Government Priorities

India's current grid-connected generation capacity is about 177,000 MW (65% coal; 22% hydro; 13% other). Under the 11th 5-Year Plan (2007-2012), the government of India expects to provide all its people with access to electricity by 2012. While the government of India is working to strengthen the public sector's capacity, it is also encouraging a paradigm shift to scale-up public-private partnerships (PPP) in the sector. Currently, the private sector is only handling 21.9% of grid-based generation and 12% of distribution.

To achieve these goals, the government is focusing on:

Increasing Access:
• Electrify all villages, providing access to all rural households and free connections to all below-poverty-line families under the flagship program Rajiv Gandhi Grameen Vidyutikaran Yojana (RGGVY); with an aim to achieve universal access and annual minimum level of consumption to 1000 kWh by 2012.

Climate Change:
• National Action Plan on Climate Change (NAPCC) emphasizes the overriding priority of maintaining high economic growth rates to raise living standards, the plan “identifies measures that promote our development objectives while also yielding co-benefits for addressing climate change effectively.” The plan identifies eight core “national missions” running through 2017. One key pillar is National Solar Mission which aims to establish India as a global leader in solar energy, by creating an enabling policy framework for deployment of 1000 MW by 2013 leading upto 20 GW of solar power by 2022. The other key pillar is National Mission for Enhanced Energy Efficiency (NMEEE) which seeks to strengthen the market for energy efficiency by creating conducive regulatory and policy regime. NMEEE has been envisaged to foster innovative and sustainable business models to the energy efficiency sector, including focus on (i) standards and labeling, (ii) industrial end use efficiency in large consumers, (iii) accelerated shift to energy efficiency appliances, and (iv) energy efficiency financing platform.

Expanding Generation:
• Adding generation capacity of about 80,000 MW over next five year period (four times of historical five year average), including 16,000 MW of hydropower.
• Increasing renewable energy from 4% of installed capacity to 10% by 2012, by expanding small and medium hydro, wind, and biomass.
• Increasing share of solar energy ,under the National Solar Mission of the GoI, to 20,000 MW by 2020

Improving Energy Efficiency:
• Rehabilitating and modernizing about 27,000 MW of old coal-fired power plants.

Data extracted from a collection
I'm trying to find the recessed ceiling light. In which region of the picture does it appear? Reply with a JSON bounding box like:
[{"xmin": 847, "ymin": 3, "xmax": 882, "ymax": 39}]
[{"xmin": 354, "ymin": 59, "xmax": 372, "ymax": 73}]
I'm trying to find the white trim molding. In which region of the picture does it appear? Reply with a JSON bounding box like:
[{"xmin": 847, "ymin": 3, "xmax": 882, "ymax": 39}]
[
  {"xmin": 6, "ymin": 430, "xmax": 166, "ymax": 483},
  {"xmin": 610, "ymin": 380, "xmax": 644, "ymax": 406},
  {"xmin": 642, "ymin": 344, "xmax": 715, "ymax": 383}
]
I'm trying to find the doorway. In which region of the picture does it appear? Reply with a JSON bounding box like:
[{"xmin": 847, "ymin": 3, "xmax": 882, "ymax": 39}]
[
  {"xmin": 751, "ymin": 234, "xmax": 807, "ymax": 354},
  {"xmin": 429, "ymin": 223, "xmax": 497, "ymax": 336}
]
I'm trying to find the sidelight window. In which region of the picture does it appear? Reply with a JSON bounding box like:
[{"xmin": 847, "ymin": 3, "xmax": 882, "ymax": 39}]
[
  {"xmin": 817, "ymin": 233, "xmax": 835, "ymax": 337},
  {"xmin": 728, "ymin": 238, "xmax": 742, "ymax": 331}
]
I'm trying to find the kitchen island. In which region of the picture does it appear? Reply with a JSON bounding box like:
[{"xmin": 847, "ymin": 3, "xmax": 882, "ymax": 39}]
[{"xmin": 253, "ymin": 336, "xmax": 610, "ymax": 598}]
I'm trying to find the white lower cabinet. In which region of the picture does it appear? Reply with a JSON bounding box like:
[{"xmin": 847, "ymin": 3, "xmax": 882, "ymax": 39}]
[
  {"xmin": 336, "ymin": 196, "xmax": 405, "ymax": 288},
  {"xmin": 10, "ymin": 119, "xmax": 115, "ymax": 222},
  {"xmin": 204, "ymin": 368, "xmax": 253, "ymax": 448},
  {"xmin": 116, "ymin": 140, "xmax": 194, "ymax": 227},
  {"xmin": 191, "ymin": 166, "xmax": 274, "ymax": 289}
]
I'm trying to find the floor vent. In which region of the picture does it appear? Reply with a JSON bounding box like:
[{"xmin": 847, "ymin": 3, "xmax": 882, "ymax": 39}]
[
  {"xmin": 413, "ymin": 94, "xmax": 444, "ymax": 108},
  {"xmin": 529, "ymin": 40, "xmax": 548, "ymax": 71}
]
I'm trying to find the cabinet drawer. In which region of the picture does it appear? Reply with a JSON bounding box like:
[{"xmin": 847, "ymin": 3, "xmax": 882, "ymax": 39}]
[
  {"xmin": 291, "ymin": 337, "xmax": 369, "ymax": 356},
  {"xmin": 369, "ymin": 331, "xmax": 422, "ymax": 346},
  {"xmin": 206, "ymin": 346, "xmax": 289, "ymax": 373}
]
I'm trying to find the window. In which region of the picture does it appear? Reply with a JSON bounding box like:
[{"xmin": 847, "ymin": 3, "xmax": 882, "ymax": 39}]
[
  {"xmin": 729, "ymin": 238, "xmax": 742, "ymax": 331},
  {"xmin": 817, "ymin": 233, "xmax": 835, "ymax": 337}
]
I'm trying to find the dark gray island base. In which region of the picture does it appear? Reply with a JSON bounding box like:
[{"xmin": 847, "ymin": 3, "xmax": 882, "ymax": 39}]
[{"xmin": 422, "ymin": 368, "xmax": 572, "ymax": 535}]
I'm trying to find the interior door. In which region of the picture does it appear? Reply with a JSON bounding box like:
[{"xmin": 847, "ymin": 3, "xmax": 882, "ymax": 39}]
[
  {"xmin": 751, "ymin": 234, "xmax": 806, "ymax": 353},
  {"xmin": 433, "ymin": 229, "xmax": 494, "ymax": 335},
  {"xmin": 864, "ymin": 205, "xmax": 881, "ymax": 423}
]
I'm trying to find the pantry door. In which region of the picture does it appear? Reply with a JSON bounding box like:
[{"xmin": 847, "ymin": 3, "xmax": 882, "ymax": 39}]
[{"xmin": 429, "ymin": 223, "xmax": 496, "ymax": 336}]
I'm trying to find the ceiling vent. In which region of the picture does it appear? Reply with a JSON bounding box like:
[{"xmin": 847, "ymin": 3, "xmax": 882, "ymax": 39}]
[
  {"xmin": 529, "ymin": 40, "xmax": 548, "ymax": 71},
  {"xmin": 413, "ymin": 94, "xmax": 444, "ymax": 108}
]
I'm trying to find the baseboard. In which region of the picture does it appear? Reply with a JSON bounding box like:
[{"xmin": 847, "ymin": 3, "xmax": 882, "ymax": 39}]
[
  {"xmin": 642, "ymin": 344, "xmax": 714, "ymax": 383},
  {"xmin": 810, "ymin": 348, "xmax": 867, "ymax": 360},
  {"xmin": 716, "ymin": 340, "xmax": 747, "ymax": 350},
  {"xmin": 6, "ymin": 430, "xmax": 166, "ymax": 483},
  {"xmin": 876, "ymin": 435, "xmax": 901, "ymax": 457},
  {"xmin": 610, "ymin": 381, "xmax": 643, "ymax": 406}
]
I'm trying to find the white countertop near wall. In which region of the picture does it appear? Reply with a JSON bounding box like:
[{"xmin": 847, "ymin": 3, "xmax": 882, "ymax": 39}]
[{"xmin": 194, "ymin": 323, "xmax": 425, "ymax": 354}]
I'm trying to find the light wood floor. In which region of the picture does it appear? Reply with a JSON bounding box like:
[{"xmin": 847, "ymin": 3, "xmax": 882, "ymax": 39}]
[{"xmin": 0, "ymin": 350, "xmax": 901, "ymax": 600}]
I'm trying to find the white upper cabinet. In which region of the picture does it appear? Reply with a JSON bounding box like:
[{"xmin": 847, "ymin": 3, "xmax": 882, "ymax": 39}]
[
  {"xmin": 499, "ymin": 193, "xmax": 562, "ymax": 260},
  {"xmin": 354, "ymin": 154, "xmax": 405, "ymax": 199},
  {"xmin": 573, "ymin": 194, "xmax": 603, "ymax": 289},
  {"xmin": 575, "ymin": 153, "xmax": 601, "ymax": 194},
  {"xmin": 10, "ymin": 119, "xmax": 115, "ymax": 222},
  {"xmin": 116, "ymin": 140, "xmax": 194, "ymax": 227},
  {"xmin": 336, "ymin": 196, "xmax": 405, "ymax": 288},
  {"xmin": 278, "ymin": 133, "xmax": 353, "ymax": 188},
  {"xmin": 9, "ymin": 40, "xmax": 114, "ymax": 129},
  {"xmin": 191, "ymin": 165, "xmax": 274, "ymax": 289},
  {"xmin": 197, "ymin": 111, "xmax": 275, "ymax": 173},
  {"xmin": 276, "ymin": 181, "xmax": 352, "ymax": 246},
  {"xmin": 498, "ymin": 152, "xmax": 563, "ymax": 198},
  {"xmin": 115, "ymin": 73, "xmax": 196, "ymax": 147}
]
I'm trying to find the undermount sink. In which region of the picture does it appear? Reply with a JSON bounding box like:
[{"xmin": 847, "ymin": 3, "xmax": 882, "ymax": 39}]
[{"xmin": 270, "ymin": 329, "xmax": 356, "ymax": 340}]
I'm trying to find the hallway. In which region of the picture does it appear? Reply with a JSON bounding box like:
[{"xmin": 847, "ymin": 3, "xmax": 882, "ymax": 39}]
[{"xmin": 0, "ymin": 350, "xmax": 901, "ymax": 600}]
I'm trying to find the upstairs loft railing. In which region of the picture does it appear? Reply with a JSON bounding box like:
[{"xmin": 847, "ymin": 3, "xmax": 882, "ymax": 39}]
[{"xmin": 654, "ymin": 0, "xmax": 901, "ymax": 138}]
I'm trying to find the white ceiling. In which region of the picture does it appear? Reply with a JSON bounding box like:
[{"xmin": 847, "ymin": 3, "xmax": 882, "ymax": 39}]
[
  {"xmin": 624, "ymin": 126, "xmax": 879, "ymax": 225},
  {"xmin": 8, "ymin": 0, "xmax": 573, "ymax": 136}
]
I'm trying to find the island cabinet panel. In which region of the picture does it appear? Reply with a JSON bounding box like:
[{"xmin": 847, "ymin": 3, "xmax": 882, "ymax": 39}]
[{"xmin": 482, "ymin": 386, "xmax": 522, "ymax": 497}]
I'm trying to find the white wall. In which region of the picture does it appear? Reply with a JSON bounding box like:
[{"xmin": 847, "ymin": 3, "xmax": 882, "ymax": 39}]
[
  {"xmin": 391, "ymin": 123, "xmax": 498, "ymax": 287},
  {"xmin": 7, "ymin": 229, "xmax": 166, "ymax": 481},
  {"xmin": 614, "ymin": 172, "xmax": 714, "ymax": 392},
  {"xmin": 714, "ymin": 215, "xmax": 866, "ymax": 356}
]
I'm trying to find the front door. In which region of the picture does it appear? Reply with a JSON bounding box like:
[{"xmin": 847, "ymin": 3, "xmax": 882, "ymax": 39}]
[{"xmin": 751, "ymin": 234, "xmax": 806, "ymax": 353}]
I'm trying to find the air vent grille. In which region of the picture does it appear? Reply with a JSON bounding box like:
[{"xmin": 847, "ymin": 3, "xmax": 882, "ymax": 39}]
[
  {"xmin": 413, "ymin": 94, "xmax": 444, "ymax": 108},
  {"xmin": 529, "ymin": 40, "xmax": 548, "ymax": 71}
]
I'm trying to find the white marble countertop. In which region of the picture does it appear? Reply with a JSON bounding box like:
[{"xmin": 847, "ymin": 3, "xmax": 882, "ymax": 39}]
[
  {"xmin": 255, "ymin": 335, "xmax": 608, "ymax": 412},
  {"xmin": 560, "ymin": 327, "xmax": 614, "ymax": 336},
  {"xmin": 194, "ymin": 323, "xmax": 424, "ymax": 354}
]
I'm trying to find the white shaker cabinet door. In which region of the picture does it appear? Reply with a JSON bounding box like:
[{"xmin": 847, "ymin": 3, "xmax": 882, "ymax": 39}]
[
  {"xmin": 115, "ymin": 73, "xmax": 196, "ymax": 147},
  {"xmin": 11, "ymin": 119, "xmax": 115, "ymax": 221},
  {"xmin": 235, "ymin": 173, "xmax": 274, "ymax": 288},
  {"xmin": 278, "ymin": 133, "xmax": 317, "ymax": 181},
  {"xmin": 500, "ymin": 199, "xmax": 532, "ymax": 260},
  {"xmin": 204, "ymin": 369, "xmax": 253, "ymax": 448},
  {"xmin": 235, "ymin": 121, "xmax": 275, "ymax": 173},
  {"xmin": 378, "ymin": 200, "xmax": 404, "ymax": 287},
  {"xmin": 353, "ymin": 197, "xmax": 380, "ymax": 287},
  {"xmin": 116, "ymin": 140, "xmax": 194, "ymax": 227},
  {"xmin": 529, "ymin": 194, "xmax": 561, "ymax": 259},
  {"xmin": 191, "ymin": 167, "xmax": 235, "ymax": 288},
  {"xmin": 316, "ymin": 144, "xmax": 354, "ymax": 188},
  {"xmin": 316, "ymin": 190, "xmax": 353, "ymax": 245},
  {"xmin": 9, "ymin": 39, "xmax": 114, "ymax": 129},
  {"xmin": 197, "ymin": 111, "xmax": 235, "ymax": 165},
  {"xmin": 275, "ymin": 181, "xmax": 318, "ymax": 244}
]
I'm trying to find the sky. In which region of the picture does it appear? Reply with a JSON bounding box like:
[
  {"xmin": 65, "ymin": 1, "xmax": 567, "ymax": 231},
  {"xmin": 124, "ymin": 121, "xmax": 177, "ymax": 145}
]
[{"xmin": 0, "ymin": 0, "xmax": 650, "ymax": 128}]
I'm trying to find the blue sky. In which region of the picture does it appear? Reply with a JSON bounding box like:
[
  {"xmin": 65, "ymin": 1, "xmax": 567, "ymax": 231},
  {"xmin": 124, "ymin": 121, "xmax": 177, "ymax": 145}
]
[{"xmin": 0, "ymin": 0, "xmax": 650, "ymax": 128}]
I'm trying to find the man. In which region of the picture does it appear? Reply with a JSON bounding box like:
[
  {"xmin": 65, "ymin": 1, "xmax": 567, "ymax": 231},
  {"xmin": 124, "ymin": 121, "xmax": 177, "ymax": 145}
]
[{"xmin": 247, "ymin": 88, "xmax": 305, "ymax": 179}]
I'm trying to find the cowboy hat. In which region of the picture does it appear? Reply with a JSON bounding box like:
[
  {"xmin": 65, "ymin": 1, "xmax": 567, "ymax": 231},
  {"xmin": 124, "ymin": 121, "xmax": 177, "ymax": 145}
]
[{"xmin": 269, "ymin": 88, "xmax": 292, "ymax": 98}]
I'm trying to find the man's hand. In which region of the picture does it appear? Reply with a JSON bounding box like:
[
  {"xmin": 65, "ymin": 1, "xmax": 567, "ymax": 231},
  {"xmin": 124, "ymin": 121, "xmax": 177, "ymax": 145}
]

> _Tasks for this exercise_:
a – Reproduce verbatim the passage of the India power sector text starting with "India's current grid-connected" and going on through "12% of distribution.".
b – Resume the text on India's power sector priorities, picking up immediately after its final sentence.

> _Responses_:
a –
India's current grid-connected generation capacity is about 177,000 MW (65% coal; 22% hydro; 13% other). Under the 11th 5-Year Plan (2007-2012), the government of India expects to provide all its people with access to electricity by 2012. While the government of India is working to strengthen the public sector's capacity, it is also encouraging a paradigm shift to scale-up public-private partnerships (PPP) in the sector. Currently, the private sector is only handling 21.9% of grid-based generation and 12% of distribution.

b –
• Increasing the share of supercritical power plants to 20% of new installations.

Managing Demand:
• Including in irrigated agriculture which accounts for 20-25% of total electricity consumed.
• Adopting stringent and enforceable energy-efficiency standards.

Improving quality of energy supply and service:
• Expanding inter-regional transmission from 10,000 MW to 37,000 MW by 2012
• Upgrading and expanding distribution networks and setting up management information systems as the network is overloaded and suffers from poor performance with excessively large technical losses of electricity. Non-technical commercial losses, which capture widespread theft and deficiencies in billing and collection, are also extremely high. In 2008-09, aggregate technical and commercial (AT&C) losses ranged between 13 and 81% of electricity generated at the state level, and averaged 28% at the national level (Power Finance Corp. Ltd., 2010). In an ongoing attempt to reduce AT&C losses to 15%, a Restructured Accelerated Power Development and Reform Programme was introduced by GoI . This programme provides for the conversion of central-government loans into grants contingent on sustained reductions in AT&C losses at the state level.

World Bank Support

Through its lending and non-lending support, the World Bank's program addresses both the first generation issues in the sector (access, asset creation and maintenance, sector and corporate governance, efficiency) and the second generation issues (competition, private sector participation, securing reliable energy supplies, climate change, and regional energy trade). While Policy frameworks for reform and investment have come a long way, implementation and institution/capacity building remain a major challenge. The Bank's lending to India's power sector is modest $4 billion portfolio, compared to its requirements of $30 billion per annum on average.

The World Bank’s support is following the strategy of selective, in-depth, long-term engagements with key sector institutions, with a focus on improving technical, commercial, safeguard, and fiduciary practices. For instance, the program has introduced ideas such as resource corridors and the use of tools like river basin analyses and cumulative impact assessments in its environmental analysis of hydro projects. The support is bringing new technologies to the attention of counterparts, working to improve the transparency and objectivity of procurement practices, and making efforts to increase the effectiveness of dispute resolution mechanisms.

With core objectives of supporting the development of a low-carbon growth path for the sector and improving service delivery across the supply chain and to the last mile, the support reflects the view that institution-building, business process re-engineering, and improvement of business fundamentals are more likely to yield sustained results and better outcomes than one-off project-level interactions. As exemplars of good practice, strengthened institutions can themselves build implementation capacity in other institutions and have broader “knock-on” system-wide effects (as is the case with Power Grid, which now provides technical assistance to state transmission utilities across the country).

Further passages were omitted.